## Task details
Copy the records below word for word. Begin at the line that contains "Reviewer check: each instance of the slender" and stop after the last line of the records.

## Extracted information
------------------------------------

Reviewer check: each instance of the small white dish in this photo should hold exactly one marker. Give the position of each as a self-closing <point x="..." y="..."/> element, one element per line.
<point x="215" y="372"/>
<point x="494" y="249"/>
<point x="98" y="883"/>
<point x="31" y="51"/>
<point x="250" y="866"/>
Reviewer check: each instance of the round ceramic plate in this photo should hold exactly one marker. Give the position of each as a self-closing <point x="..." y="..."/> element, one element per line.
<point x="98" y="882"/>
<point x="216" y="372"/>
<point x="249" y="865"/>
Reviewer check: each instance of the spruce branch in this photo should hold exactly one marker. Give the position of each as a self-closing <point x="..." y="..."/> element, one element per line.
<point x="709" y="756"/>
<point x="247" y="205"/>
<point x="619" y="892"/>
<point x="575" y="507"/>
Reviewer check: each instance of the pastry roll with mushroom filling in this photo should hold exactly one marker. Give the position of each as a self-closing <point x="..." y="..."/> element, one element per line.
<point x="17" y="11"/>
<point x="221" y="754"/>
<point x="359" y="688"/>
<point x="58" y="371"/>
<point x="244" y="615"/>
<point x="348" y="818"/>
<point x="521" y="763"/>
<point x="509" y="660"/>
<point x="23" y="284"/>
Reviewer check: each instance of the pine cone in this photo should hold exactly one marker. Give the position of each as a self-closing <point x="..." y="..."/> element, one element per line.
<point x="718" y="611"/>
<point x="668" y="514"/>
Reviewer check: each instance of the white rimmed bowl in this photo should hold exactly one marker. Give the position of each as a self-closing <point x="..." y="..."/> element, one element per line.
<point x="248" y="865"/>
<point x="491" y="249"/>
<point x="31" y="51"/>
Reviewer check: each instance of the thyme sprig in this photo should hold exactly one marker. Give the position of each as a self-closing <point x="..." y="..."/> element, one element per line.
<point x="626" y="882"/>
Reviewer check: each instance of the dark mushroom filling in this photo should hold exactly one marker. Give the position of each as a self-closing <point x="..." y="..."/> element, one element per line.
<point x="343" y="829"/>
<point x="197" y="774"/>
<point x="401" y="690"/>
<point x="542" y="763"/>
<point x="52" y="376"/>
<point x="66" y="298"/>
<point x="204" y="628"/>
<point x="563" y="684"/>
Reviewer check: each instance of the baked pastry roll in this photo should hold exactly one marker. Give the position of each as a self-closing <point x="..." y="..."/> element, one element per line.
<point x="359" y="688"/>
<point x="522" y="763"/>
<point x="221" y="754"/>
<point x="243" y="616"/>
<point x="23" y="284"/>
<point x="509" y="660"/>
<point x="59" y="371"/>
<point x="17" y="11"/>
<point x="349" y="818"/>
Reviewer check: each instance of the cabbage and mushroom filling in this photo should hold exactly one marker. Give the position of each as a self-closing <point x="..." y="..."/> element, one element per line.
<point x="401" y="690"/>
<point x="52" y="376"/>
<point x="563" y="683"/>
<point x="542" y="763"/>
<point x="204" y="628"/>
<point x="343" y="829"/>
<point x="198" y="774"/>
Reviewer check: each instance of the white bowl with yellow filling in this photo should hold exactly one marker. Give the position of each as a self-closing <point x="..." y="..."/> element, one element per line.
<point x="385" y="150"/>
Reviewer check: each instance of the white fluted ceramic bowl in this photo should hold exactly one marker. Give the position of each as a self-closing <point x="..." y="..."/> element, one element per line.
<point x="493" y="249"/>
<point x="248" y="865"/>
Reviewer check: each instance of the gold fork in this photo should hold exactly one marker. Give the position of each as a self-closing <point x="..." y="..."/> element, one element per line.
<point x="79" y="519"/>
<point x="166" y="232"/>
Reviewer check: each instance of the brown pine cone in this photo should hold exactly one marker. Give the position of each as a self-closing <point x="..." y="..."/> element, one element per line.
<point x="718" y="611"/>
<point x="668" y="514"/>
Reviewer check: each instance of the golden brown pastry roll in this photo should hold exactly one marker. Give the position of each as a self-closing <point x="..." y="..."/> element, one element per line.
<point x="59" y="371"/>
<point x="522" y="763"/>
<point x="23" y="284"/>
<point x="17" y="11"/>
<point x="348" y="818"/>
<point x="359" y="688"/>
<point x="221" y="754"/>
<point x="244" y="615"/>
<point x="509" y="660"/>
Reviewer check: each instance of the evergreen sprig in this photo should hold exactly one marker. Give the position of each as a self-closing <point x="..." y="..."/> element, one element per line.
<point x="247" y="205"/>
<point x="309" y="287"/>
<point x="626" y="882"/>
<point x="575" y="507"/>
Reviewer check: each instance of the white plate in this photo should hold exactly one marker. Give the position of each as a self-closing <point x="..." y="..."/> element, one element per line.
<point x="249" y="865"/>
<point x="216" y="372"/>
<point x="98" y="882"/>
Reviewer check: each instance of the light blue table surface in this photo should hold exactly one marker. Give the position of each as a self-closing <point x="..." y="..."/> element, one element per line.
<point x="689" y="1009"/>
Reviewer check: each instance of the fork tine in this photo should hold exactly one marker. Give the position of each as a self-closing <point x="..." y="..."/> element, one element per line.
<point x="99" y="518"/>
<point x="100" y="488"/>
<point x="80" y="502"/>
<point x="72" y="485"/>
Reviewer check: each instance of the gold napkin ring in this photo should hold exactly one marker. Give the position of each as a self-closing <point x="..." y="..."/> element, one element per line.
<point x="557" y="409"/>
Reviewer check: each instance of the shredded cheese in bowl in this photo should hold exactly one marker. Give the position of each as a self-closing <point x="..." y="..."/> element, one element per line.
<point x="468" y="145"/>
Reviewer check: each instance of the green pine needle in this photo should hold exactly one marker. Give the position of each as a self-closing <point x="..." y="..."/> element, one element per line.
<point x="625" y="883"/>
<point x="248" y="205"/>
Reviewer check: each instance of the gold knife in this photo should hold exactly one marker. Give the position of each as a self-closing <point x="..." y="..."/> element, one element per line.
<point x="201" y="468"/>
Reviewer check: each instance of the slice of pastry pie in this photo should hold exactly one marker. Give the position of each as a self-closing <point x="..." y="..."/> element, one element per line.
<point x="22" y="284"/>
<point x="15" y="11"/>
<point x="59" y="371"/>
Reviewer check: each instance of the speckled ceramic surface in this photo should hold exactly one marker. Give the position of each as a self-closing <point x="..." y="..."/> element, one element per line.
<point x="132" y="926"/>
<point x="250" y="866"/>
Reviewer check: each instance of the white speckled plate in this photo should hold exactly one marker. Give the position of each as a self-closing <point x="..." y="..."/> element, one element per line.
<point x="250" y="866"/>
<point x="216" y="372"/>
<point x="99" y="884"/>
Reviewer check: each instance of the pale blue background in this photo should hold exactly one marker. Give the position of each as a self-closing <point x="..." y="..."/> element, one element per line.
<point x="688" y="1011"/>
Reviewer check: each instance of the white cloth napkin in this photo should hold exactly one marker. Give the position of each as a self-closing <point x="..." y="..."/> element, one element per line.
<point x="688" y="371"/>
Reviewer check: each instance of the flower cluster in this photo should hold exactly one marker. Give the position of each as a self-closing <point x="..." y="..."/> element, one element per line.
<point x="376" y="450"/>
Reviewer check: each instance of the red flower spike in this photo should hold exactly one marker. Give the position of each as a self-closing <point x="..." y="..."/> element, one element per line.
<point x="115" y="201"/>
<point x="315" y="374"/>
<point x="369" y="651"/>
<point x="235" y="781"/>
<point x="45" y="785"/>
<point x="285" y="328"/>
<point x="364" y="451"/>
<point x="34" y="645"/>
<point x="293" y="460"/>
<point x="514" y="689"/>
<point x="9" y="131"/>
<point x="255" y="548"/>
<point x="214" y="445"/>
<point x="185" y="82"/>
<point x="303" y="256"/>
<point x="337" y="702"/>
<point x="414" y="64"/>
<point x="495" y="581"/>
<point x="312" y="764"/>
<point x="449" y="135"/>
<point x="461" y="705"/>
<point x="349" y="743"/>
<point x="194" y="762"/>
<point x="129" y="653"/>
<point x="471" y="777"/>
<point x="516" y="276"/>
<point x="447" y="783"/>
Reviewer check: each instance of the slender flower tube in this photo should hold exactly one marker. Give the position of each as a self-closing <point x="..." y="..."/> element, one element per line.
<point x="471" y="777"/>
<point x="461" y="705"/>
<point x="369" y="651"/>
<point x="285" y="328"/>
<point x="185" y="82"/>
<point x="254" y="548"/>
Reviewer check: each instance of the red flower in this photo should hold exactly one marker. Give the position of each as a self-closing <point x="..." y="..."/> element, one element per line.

------------------------------------

## Full output
Reviewer check: each instance of the slender flower tube in this photo should hold exactly one marker. Give the position of each as a self-closing <point x="..." y="..."/> element, one element per line.
<point x="471" y="777"/>
<point x="461" y="705"/>
<point x="369" y="651"/>
<point x="285" y="328"/>
<point x="185" y="82"/>
<point x="254" y="548"/>
Reviewer check: each instance of the red flower in this photo should hold exactly one marker. Give the position of each as a self-closing <point x="..." y="..."/> element, one element per line.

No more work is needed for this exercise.